Ahora que ya ha terminado agosto, se puede contar la historia para ver si así conjuramos al destino, como nos enseña el psicoanálisis, y alguno de nosotros encuentra una solución. (En el supuesto de que las historias tengan solución).A este diseñador conocido mío, el coche le empezó a echar humo uno de los primeros domingos de agosto, al regresar a Madrid con la insolación puesta después de un día de piscina, y el mecánico que le buscó amablemente la Guardia Civil miró el color del humo, escarbó un poco con un palito en las entrañas del motor e hizo un pequeño chasquido con los labios. Junta de culata, sentenció.

TAREAS DEL EJERCICIO
[1] Copia del fragmento sobre la avería del coche todo lo que va desde "Ahora que ya" hasta "de culata, sentenció.", pero cambia "humo" por "vapor".
[2] Sigue escribiendo, por favor, el fragmento sobre la avería del coche a partir de su última frase.
Las líneas no hacen falta para resolver ninguna tarea.

DATOS PROPORCIONADOS

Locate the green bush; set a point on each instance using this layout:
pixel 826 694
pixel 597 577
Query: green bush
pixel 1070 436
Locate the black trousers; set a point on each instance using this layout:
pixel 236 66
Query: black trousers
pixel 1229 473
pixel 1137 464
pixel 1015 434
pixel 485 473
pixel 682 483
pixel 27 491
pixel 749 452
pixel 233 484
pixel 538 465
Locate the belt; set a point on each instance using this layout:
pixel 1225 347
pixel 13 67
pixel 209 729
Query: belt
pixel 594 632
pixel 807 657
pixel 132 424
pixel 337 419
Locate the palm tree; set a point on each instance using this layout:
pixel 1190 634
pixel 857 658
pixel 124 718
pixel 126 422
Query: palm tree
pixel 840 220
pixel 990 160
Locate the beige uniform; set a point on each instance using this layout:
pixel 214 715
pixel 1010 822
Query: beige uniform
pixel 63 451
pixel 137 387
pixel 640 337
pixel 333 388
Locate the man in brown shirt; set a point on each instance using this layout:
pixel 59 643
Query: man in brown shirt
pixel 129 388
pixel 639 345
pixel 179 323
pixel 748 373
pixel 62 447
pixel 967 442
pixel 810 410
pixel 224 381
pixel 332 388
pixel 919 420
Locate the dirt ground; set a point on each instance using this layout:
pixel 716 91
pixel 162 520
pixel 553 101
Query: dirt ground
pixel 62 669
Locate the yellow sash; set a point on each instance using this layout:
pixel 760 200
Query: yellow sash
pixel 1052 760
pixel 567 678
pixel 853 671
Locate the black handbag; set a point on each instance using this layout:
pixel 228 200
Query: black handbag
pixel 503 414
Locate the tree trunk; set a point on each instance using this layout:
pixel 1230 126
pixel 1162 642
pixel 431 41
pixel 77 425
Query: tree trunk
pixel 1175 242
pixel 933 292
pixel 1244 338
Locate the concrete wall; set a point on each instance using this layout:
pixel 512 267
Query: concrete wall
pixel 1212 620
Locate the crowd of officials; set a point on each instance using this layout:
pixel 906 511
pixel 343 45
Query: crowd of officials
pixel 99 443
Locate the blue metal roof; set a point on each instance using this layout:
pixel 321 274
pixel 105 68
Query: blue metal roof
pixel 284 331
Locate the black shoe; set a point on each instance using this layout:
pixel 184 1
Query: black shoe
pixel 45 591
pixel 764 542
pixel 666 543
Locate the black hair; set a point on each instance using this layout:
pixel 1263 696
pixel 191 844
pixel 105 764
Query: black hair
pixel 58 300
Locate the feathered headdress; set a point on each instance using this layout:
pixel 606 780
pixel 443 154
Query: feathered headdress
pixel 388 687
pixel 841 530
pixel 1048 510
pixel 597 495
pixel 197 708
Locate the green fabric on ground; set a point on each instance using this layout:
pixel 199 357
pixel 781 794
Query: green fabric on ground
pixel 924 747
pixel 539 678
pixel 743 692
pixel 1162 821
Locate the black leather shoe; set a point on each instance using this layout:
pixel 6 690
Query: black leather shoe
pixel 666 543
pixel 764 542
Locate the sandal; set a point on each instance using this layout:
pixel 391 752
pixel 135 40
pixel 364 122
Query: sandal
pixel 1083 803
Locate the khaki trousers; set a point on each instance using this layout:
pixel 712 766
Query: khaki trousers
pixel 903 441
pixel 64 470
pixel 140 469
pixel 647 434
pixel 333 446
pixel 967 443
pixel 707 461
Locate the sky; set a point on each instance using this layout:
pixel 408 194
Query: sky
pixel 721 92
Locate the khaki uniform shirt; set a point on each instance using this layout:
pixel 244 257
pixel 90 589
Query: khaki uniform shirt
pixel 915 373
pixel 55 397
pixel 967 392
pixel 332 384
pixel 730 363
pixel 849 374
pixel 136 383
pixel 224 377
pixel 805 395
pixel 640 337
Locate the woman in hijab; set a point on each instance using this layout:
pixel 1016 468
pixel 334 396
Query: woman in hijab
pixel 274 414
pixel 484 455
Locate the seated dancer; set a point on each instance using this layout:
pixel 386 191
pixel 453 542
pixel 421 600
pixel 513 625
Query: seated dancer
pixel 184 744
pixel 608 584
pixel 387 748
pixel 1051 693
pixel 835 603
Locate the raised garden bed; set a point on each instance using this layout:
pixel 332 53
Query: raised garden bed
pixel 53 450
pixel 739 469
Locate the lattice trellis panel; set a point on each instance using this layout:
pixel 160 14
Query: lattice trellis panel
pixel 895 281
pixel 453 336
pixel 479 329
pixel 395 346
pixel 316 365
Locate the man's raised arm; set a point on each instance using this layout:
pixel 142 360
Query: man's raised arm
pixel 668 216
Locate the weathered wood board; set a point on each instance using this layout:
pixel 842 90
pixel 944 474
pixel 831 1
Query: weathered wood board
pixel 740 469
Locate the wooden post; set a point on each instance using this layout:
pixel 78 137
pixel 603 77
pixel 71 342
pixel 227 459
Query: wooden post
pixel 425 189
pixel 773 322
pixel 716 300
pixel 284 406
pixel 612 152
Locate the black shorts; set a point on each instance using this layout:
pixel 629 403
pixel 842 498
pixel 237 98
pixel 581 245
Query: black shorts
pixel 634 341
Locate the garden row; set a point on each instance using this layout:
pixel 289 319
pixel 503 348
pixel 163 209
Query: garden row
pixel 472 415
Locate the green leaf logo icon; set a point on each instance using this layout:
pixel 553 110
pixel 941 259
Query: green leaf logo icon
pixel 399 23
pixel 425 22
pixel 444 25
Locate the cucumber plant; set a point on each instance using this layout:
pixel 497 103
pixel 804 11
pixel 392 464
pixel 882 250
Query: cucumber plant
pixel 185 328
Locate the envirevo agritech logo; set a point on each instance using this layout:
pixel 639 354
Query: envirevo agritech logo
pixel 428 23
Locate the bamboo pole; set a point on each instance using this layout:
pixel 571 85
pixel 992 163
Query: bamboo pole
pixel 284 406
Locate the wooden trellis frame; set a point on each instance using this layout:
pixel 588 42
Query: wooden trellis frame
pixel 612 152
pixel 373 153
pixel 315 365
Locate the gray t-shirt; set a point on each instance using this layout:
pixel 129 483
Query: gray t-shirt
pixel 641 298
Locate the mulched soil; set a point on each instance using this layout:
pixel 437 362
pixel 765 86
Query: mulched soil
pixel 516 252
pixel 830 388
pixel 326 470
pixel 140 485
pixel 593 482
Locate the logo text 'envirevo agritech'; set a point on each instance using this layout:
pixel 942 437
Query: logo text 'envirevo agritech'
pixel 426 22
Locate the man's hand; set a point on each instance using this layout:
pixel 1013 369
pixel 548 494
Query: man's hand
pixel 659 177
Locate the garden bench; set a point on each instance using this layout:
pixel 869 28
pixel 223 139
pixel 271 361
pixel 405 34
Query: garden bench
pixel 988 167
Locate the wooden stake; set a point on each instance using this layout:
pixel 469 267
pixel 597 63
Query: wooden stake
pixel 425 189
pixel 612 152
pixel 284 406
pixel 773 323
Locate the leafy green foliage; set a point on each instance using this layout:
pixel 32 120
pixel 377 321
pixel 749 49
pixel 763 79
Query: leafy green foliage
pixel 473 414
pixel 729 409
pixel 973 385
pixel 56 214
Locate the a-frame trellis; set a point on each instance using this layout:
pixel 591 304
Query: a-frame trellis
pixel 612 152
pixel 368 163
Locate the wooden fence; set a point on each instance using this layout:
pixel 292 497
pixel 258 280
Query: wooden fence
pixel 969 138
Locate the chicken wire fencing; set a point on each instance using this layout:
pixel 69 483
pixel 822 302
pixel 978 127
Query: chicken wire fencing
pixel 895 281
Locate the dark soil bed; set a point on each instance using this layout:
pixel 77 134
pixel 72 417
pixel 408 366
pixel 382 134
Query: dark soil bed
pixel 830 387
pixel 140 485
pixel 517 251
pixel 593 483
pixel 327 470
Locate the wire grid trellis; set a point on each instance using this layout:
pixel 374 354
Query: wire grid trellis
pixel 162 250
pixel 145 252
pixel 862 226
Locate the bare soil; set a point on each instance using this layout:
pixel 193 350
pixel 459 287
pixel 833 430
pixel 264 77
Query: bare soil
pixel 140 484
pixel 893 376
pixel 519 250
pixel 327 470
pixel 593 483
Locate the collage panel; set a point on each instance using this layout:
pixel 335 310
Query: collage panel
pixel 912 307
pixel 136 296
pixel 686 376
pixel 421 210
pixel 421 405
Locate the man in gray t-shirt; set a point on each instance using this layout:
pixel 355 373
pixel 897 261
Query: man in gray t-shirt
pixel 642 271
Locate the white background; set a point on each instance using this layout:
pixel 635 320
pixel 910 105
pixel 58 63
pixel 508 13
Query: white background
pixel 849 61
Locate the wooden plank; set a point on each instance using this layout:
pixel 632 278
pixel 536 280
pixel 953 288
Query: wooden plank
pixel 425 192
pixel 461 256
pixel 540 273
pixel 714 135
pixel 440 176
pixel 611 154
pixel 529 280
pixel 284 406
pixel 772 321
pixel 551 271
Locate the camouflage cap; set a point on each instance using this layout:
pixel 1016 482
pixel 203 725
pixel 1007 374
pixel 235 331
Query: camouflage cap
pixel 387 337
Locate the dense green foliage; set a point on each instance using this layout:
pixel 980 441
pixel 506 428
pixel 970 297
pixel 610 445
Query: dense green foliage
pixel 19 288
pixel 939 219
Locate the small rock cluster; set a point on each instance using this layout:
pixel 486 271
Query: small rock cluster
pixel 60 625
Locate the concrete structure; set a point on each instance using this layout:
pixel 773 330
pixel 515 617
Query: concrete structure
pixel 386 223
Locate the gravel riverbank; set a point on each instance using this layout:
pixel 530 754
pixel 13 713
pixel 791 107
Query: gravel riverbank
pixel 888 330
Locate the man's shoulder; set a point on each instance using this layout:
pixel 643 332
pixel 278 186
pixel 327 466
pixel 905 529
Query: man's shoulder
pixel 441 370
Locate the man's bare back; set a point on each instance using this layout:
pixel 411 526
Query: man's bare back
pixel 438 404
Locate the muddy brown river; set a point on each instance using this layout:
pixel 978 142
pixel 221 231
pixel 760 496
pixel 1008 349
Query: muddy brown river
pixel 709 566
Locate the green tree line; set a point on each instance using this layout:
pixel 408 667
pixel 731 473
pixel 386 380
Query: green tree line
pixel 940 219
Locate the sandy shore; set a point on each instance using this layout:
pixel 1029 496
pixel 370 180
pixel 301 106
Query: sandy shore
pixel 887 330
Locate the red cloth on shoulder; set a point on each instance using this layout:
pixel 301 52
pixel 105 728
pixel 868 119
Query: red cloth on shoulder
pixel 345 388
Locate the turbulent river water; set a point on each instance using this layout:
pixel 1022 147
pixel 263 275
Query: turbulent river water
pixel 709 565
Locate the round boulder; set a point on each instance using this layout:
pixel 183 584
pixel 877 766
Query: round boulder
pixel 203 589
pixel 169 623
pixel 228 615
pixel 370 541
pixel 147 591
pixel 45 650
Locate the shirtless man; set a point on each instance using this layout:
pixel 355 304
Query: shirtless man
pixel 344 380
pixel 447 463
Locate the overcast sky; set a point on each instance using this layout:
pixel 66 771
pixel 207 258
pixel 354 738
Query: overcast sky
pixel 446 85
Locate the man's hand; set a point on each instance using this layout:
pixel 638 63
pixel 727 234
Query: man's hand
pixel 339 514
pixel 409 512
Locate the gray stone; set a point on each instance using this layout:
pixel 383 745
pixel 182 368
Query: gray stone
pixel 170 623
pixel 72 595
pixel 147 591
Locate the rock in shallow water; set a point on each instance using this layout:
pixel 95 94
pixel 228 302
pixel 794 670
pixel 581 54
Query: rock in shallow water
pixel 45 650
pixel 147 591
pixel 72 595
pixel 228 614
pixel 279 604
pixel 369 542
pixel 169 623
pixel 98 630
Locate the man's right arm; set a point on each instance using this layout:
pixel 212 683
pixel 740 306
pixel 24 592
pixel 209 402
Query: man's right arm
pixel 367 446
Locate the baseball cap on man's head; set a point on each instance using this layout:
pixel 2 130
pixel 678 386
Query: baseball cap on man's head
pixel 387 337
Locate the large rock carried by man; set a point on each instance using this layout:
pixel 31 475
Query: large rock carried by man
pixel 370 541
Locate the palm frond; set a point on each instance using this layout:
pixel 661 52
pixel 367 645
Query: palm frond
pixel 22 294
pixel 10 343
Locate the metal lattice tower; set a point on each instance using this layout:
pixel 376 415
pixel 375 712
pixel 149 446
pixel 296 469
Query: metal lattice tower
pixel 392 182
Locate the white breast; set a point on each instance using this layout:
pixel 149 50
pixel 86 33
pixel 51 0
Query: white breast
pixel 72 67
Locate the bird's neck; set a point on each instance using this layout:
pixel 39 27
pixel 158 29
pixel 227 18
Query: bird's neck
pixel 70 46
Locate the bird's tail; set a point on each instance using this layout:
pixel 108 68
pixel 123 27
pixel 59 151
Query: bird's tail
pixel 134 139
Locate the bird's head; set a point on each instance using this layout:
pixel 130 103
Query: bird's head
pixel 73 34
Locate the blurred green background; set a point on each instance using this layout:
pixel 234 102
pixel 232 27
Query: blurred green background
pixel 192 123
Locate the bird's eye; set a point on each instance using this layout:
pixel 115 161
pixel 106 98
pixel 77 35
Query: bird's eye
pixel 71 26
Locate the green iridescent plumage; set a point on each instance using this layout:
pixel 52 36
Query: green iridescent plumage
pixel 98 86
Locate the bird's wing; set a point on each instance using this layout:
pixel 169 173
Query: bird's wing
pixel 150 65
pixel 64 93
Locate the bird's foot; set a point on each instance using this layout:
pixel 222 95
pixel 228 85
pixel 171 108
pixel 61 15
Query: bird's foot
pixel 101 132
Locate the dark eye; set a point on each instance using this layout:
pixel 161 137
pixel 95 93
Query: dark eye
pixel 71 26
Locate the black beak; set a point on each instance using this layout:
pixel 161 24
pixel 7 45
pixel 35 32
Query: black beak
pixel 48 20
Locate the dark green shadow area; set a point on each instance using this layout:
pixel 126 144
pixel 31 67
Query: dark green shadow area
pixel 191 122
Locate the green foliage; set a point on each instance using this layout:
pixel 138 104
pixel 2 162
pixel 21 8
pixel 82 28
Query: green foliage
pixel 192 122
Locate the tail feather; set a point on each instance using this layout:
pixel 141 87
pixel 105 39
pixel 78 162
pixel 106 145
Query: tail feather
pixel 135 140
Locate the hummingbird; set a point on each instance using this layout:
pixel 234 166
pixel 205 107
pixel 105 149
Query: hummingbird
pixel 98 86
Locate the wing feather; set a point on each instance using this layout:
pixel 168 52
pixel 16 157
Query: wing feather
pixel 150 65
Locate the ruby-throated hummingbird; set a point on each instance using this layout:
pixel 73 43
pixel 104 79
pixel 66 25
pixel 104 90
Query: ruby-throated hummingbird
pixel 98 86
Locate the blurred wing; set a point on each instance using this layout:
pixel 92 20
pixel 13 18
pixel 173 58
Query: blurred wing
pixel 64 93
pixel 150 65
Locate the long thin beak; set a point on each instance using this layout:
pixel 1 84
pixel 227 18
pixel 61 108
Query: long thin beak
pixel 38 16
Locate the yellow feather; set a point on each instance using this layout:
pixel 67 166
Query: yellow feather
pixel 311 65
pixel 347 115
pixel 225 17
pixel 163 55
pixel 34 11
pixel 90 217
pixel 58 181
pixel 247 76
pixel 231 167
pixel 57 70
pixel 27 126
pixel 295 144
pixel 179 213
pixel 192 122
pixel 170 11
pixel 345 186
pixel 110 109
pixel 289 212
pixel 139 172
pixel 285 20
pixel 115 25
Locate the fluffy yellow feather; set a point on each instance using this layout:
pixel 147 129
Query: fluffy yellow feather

RESPUESTAS A CONTINUACIÓN
[1]
Ahora que ya ha terminado agosto, se puede contar la historia para ver si así conjuramos al destino, como nos enseña el psicoanálisis, y alguno de nosotros encuentra una solución. (En el supuesto de que las historias tengan solución).A este diseñador conocido mío, el coche le empezó a echar vapor uno de los primeros domingos de agosto, al regresar a Madrid con la insolación puesta después de un día de piscina, y el mecánico que le buscó amablemente la Guardia Civil miró el color del vapor, escarbó un poco con un palito en las entrañas del motor e hizo un pequeño chasquido con los labios. Junta de culata, sentenció.

[2]
Pero ésa no era la sentencia, sino el comienzo de un juicio que a veces era claramente ya la condena, y que se estuvo prolongando todo el mes. Así quedó claro cuando el pobre hombre llamó a su taller de siempre para que vinieran a buscar el coche; y lo encontró de vacaciones; llamó a otro un poco caro, y también, y luego estuvo todo el lunes buscando uno que estuviera abierto. Cuando al fin encontró una clínica de automóviles, les suplicó para que aceptaran su coche, por caridad, al precio que fuese: había tanta demanda, que sólo se aceptaban coches de más de cuatro millones, y a condición de que estuviesen relucientes y tuviesen música en estéreo para los mecánicos; en este taller ya se había superado la era de la grasa.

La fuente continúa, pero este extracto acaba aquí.